◆ STATED TASK ◆
Copy out every line in the records below that contains the word "shoe". Letter case matters.

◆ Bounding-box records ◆

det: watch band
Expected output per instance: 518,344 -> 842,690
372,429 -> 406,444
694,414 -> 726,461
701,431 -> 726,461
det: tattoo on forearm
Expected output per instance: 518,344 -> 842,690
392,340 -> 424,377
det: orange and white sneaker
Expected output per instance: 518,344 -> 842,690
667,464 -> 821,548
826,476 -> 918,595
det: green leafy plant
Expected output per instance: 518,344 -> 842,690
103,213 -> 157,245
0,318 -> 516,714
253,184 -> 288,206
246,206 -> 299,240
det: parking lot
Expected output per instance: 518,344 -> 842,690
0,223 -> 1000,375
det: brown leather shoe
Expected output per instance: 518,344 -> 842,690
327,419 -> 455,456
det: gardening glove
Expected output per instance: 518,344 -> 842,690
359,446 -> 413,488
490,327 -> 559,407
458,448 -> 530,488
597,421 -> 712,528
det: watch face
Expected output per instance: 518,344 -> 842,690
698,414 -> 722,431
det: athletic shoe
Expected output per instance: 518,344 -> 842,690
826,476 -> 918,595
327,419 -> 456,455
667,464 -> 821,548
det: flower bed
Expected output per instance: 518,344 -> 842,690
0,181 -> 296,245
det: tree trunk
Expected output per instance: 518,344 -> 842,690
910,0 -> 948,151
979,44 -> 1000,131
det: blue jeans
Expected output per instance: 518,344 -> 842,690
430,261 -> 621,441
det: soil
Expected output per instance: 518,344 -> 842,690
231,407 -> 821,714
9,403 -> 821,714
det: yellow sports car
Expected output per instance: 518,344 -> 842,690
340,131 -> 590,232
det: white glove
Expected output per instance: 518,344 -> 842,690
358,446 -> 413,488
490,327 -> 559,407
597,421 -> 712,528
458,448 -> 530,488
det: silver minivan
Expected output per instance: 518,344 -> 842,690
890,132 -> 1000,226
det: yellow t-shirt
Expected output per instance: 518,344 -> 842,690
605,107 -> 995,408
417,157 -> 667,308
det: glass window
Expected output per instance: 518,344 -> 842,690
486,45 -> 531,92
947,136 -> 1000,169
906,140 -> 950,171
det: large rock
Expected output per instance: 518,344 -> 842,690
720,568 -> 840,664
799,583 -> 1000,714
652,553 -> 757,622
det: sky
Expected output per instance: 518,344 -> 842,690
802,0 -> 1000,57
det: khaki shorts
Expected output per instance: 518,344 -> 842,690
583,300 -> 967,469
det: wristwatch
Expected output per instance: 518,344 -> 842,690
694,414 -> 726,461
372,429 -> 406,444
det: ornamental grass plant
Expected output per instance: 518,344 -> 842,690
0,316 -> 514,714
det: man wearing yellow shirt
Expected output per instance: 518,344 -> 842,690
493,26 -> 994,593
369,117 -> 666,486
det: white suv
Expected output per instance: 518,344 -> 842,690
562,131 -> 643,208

◆ REPLY ◆
det: brown leather shoe
det: athletic shoe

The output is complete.